→ **Written instruction**:
Rescale by 2.2 only the lines from the beginning of the rows through the line with "x=952, y=81", copying every one of them, requests included, and multiplying each answer coordinate by 2.2, rounded to a whole number with halves going up. Leave the requests and their sample outputs unchanged, and give no other lines.

----------------------------------------

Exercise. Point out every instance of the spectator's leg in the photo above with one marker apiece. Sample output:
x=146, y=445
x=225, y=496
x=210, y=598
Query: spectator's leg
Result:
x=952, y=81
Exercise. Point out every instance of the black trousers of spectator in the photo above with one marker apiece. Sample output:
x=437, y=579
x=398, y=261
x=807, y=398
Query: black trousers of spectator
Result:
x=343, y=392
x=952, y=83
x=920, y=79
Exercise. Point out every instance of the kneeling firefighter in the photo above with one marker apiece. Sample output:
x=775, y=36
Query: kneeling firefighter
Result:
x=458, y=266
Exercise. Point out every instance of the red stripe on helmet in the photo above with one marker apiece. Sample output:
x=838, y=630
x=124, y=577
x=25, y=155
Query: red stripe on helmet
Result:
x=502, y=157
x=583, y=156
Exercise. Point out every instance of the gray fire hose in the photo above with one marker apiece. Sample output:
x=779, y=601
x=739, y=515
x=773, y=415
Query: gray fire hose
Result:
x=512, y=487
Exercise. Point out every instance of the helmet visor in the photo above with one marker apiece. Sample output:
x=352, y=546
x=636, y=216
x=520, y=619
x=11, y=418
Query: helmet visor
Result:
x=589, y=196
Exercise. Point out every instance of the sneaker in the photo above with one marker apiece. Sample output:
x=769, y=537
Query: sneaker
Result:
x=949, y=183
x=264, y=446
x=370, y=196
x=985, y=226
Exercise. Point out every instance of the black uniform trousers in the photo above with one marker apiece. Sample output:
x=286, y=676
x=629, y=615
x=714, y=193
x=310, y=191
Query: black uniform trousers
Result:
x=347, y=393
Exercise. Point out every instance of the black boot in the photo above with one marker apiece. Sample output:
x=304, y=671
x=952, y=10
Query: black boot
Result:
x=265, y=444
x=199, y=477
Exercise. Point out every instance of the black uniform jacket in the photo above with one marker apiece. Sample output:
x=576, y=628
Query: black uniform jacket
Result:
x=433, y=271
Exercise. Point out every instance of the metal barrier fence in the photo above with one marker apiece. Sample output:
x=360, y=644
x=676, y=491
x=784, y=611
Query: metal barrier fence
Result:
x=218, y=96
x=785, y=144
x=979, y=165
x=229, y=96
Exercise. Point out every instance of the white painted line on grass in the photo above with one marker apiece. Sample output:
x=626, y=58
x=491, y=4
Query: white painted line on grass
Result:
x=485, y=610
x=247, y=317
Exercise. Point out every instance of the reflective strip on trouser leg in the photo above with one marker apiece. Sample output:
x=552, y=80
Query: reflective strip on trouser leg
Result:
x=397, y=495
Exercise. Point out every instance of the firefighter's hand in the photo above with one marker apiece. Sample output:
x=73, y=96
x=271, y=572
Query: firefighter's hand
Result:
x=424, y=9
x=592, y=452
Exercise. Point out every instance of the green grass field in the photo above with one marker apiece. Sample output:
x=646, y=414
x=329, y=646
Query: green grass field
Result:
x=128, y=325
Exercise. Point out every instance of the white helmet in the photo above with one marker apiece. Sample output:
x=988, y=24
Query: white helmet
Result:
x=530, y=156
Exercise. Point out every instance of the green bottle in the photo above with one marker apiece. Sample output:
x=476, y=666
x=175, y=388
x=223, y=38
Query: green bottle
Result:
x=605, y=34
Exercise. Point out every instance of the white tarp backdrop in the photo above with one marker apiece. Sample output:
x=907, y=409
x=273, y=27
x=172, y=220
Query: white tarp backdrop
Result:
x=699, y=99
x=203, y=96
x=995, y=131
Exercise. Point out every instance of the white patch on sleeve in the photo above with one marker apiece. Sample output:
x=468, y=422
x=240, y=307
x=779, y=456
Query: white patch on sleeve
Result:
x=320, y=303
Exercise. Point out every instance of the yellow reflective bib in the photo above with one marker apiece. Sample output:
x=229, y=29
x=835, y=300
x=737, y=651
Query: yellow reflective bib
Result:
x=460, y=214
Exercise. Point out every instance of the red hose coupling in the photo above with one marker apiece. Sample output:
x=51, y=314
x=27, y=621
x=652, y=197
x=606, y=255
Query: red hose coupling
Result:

----------------------------------------

→ **Output for this task**:
Exercise. Point out every instance of the spectator's leg in the photo above with one marker apiece. Sample output:
x=146, y=445
x=225, y=496
x=210, y=598
Query: spectator's leg
Result:
x=2094, y=178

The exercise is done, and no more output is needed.